*** Opening of EXTRACTED INFORMATION ***

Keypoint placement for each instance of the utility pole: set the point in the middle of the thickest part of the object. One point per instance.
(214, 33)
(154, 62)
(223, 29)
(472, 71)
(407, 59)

*** Close of EXTRACTED INFORMATION ***

(DESCRIPTION OF THE TASK) Word for word, restate the lines above.

(OUTPUT FOR THIS EXERCISE)
Keypoint placement for each instance of the utility pole: set the point in the middle of the thickest part of the object. One point per instance.
(214, 33)
(154, 62)
(223, 29)
(472, 71)
(407, 59)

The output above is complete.